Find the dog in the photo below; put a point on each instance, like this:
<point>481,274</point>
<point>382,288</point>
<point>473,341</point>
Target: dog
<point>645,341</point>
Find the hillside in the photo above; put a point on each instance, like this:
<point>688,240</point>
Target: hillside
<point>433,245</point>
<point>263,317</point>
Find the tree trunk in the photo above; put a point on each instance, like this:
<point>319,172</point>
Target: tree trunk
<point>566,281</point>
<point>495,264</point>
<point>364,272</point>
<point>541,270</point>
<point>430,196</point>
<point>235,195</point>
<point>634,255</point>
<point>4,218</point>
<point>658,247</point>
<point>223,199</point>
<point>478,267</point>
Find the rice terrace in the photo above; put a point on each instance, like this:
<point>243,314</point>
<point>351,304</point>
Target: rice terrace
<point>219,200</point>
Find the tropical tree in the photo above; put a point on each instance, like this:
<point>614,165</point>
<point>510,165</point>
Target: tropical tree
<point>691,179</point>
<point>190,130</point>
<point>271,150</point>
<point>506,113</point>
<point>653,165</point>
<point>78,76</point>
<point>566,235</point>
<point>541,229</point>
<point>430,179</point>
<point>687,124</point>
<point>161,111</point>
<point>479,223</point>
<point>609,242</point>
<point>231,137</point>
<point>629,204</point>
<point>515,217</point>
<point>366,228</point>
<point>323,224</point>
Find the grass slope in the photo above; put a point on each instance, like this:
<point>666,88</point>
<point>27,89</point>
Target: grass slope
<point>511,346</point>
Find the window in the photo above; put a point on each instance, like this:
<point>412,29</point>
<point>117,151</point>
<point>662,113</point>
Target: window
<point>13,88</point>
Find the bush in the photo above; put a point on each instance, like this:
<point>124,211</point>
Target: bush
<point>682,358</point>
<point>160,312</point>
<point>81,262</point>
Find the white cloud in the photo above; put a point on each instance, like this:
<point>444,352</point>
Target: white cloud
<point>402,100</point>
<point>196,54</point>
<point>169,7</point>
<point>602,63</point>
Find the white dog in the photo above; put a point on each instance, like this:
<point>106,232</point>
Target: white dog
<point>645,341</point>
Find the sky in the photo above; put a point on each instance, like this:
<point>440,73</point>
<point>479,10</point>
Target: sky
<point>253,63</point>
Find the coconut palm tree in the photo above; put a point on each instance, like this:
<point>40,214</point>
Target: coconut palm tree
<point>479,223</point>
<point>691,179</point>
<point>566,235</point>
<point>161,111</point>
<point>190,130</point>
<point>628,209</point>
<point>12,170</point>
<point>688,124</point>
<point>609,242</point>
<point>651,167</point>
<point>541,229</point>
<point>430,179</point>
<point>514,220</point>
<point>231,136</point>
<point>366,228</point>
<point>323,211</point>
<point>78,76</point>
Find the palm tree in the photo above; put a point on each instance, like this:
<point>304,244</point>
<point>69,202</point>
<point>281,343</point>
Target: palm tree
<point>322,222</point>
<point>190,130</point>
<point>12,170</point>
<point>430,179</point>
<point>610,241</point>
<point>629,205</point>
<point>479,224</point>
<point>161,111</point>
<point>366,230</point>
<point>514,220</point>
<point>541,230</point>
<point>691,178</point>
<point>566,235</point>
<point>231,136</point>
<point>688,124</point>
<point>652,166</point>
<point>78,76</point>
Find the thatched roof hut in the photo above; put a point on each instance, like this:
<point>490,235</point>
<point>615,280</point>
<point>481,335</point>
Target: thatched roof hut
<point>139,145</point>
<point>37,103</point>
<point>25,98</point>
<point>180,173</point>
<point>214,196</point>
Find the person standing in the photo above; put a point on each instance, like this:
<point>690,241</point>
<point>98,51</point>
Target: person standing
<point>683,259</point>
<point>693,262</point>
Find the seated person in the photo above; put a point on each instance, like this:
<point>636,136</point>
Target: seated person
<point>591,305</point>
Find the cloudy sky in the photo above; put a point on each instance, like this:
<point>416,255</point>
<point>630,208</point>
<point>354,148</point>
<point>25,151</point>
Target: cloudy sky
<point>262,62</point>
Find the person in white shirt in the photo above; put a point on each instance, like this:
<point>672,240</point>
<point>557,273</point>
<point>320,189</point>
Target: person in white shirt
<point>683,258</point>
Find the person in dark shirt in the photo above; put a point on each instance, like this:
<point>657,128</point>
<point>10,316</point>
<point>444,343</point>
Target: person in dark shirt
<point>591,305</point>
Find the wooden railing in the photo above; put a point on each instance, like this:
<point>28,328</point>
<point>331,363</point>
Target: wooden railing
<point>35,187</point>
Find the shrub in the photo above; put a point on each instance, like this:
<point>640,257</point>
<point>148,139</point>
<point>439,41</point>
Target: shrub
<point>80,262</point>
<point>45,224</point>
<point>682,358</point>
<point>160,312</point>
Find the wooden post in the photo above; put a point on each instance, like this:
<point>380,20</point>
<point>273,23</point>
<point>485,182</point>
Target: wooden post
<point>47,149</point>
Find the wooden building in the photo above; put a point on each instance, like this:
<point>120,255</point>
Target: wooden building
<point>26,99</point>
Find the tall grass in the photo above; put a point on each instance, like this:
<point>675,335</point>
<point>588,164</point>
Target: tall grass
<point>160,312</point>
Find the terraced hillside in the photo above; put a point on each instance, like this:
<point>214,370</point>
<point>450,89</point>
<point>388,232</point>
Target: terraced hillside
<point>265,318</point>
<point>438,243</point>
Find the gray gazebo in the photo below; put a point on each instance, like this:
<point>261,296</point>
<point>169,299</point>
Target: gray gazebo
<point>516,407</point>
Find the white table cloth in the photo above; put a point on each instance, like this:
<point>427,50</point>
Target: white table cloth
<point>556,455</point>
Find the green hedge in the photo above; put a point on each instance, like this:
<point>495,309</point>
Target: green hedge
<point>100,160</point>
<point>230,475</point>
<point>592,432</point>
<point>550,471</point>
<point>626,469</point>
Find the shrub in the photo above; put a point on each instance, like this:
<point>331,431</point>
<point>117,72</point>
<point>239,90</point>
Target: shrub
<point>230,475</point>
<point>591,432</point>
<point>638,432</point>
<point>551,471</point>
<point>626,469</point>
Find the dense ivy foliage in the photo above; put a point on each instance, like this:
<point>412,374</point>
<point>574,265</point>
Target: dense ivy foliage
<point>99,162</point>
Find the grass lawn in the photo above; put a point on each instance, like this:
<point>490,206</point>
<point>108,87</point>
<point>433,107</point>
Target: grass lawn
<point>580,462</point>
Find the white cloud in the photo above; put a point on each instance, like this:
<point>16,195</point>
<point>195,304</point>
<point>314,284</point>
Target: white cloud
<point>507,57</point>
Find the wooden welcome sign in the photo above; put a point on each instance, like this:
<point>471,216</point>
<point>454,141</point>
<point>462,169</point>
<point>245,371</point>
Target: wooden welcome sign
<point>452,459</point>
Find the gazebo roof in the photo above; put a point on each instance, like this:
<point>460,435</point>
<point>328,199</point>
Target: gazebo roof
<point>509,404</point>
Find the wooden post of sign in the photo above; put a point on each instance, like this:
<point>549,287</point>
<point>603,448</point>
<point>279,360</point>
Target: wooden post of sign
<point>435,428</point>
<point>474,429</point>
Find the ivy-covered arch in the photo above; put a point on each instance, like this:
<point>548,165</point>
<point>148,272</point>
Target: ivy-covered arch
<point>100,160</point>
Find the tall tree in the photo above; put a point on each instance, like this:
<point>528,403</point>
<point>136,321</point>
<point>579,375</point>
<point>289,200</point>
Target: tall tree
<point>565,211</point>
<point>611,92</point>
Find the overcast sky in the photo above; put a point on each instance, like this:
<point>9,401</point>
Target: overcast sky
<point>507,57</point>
....................
Reproduce verbatim the rows running from the line that contains "Find the white dog" up to and including the line that contains "<point>253,63</point>".

Find the white dog in the photo above; put a point on each instance, like this:
<point>106,232</point>
Target: white dog
<point>645,341</point>
Find the sky in the photo above; put a point on each instance, like this:
<point>440,73</point>
<point>479,10</point>
Target: sky
<point>253,63</point>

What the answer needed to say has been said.